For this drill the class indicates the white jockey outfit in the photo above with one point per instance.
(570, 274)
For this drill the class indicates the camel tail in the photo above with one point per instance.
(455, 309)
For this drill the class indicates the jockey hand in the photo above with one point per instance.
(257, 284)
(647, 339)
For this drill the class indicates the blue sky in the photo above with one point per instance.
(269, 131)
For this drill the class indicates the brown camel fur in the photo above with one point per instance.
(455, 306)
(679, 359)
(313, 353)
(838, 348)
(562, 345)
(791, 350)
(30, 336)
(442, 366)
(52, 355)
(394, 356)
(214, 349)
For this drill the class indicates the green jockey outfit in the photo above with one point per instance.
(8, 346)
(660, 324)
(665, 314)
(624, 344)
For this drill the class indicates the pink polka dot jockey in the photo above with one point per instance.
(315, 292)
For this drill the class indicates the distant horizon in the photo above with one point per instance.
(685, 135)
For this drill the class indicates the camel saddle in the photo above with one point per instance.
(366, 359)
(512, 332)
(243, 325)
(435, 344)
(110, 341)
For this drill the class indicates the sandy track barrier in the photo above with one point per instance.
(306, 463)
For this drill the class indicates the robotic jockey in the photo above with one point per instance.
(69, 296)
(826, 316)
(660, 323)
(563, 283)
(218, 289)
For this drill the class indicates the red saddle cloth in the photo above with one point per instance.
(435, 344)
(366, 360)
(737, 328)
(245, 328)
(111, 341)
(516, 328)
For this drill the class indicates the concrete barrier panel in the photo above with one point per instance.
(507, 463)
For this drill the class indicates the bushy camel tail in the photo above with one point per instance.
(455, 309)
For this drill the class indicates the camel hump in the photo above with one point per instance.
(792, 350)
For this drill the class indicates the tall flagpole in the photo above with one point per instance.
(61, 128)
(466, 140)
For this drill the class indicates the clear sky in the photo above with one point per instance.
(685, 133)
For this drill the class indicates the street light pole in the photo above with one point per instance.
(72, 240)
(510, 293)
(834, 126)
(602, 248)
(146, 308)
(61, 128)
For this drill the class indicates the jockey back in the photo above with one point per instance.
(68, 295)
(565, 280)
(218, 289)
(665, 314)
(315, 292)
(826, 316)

--------------------------------------------------

From the data above, extract every line in its exact form.

-- Exercise output --
For this drill the class indicates the white jockey outfit in the photo above with one point per instance.
(570, 274)
For this drill the class indicates the camel tail in the photo above with one point per instance.
(455, 309)
For this drill the class indicates the jockey hand in the photo above with one point per instance.
(257, 284)
(647, 339)
For this drill the class indicates the blue sky in the photo above with one point per instance.
(269, 131)
For this drill the class indicates the brown camel fur in the photo above with one point per instance.
(455, 306)
(679, 359)
(313, 353)
(838, 348)
(562, 345)
(791, 350)
(30, 336)
(442, 366)
(52, 355)
(394, 356)
(214, 349)
For this drill the class indicates the green jockey outfit in the photo above with one point per instance.
(8, 346)
(660, 324)
(665, 314)
(624, 344)
For this drill the class indicates the pink polka dot jockey in the photo above with one point per instance.
(315, 292)
For this drill the class indicates the distant horizon in the photo above with one point per instance.
(685, 135)
For this drill the class indicates the camel saddle in the photo above with one point per instance.
(366, 359)
(512, 332)
(243, 325)
(435, 344)
(110, 341)
For this drill the class indicates the sandy track barrier in the photo above with one point per instance.
(306, 463)
For this drill the class indicates the robotic jockey in the photo above with one point per instance.
(69, 296)
(826, 316)
(660, 323)
(563, 283)
(218, 289)
For this drill the class indicates the red saddle cloth in the photo above with one point per instance.
(435, 344)
(366, 360)
(737, 328)
(245, 328)
(111, 341)
(516, 328)
For this drill the class indicates the concrete barrier panel in the photo above with one point per instance.
(507, 463)
For this drill the class indicates the bushy camel tail in the photo above with one point per instance.
(455, 309)
For this drill the class indicates the camel hump in the photo above with one point per instance.
(792, 350)
For this drill the class indicates the tall flagpole in the photo above with one point per instance.
(61, 128)
(466, 140)
For this drill the class indicates the clear sky in the photo above with one point per instance.
(685, 133)
For this drill the class indicates the street light pole in the photo above with one point per instance.
(72, 240)
(510, 293)
(834, 126)
(602, 248)
(146, 308)
(61, 128)
For this drill the class indicates the jockey back in the photo above with one point per instance.
(68, 295)
(565, 280)
(218, 289)
(665, 314)
(315, 292)
(826, 316)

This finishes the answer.